[Records of labeled points]
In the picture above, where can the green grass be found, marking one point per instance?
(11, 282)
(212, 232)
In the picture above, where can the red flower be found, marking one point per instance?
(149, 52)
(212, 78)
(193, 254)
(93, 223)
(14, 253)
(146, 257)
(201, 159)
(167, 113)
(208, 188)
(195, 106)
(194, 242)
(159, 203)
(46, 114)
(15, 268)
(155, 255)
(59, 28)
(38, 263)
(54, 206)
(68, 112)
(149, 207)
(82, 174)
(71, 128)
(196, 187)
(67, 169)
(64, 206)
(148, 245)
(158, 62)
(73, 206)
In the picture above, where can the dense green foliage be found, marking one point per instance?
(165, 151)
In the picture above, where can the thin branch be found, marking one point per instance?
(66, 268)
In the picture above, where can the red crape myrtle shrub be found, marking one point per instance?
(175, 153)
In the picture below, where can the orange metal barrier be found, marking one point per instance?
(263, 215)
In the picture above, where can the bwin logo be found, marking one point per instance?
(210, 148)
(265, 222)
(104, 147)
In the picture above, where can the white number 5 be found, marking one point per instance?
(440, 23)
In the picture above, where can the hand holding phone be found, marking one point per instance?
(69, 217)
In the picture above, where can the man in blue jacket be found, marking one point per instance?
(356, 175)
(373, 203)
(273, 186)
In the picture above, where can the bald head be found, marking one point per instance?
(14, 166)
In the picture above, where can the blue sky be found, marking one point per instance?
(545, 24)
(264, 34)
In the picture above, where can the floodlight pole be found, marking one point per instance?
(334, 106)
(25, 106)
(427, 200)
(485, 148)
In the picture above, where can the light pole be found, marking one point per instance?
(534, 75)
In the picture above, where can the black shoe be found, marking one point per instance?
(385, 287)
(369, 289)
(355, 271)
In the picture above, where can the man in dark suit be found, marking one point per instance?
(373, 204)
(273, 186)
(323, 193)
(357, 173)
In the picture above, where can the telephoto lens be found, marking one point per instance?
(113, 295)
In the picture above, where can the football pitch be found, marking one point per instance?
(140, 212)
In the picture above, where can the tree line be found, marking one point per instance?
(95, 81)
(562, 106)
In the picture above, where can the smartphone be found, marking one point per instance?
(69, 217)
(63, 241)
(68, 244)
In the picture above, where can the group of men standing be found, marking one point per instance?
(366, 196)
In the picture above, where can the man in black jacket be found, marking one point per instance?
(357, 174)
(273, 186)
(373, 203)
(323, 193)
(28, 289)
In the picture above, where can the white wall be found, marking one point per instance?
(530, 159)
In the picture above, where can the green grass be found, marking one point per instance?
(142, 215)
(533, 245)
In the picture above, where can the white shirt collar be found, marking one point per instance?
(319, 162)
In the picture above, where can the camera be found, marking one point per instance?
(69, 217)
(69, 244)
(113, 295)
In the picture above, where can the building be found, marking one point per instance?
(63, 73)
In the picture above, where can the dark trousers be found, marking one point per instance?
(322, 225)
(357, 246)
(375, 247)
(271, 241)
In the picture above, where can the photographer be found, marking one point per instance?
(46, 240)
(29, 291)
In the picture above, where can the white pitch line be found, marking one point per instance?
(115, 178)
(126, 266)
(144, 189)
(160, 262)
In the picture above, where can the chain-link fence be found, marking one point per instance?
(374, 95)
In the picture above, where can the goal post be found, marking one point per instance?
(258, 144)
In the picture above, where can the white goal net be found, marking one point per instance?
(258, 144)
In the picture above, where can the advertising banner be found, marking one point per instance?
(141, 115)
* * *
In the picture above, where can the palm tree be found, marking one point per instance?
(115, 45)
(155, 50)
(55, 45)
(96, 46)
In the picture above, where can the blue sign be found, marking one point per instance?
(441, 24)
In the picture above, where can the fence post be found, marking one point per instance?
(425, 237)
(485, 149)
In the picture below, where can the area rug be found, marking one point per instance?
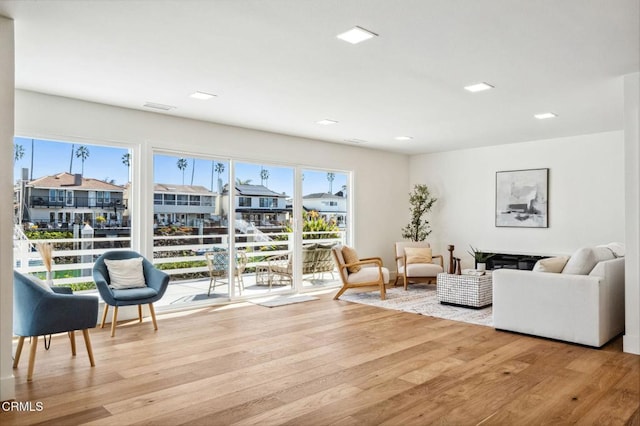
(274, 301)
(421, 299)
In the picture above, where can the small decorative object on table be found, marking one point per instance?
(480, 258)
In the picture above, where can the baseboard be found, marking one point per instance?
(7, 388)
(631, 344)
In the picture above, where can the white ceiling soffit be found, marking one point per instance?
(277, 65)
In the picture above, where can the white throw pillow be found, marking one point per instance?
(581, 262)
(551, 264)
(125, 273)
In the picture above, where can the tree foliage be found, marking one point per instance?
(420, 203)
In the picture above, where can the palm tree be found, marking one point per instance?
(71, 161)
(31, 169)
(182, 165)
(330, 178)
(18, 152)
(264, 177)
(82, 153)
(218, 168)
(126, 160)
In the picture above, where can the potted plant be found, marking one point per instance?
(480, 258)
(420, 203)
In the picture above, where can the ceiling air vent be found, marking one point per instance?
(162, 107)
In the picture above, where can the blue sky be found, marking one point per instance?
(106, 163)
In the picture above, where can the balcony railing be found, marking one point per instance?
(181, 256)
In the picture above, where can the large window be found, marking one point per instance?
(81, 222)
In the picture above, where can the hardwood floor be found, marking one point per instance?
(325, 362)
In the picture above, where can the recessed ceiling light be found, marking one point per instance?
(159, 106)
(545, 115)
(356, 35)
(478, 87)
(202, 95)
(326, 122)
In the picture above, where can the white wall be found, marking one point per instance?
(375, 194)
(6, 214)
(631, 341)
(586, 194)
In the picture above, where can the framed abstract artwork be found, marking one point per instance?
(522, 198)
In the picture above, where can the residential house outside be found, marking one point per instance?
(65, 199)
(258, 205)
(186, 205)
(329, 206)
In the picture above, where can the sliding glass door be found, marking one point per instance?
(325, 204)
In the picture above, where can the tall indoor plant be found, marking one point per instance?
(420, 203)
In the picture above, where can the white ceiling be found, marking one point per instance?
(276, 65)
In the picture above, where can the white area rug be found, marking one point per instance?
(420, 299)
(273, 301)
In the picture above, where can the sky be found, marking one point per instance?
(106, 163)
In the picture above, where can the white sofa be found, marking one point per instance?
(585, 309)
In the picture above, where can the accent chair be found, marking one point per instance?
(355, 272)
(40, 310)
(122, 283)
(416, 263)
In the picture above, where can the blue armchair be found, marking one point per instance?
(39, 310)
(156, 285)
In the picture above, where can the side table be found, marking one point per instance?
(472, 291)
...
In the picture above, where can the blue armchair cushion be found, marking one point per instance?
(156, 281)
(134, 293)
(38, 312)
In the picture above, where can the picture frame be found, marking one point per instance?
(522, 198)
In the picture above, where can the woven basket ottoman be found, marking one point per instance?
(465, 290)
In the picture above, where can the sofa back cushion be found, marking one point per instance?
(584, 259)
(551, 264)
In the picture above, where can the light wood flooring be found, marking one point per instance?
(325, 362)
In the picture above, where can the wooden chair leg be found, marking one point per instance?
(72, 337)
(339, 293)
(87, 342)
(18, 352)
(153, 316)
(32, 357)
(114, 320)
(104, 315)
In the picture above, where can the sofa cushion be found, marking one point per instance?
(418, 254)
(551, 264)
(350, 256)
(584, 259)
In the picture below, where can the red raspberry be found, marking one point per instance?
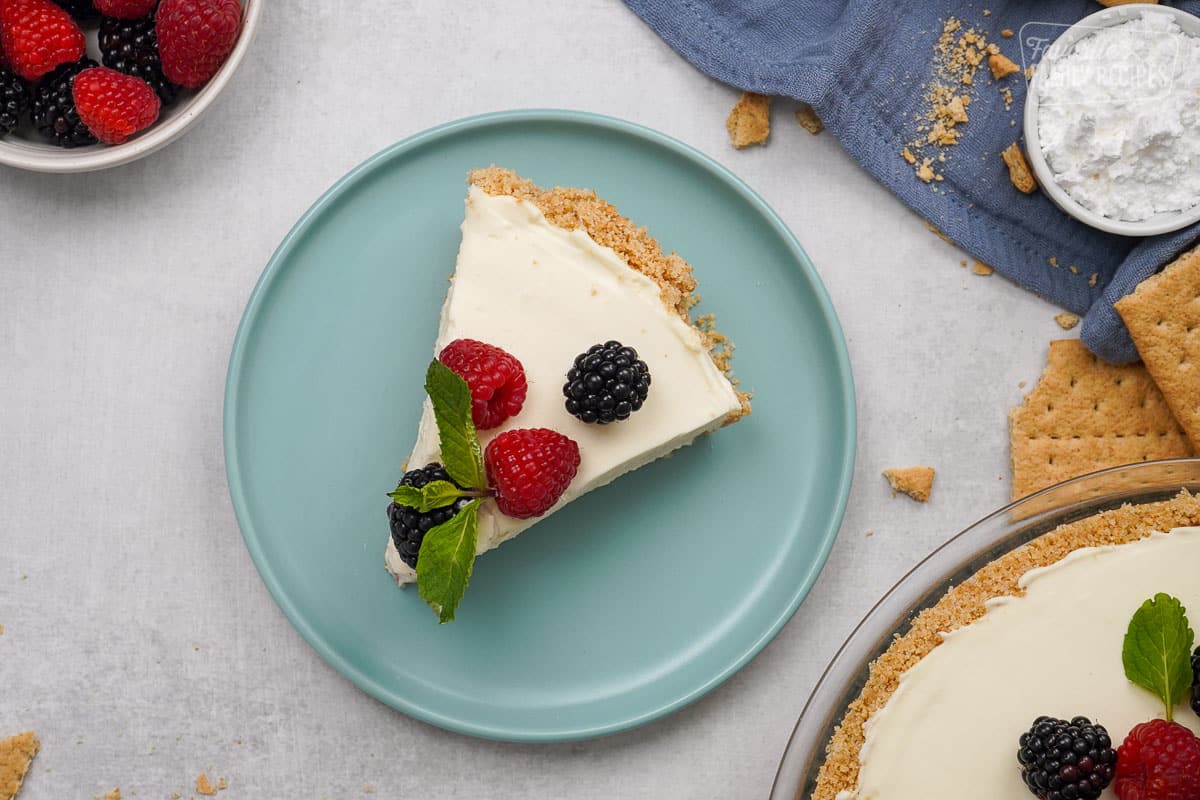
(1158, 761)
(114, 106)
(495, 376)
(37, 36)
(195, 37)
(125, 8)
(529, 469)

## [Set problem]
Count the lines in the records above that contain the string "pole", treating uppercase and lowercase as distinct. Give only the number.

## [Response to this exercise]
2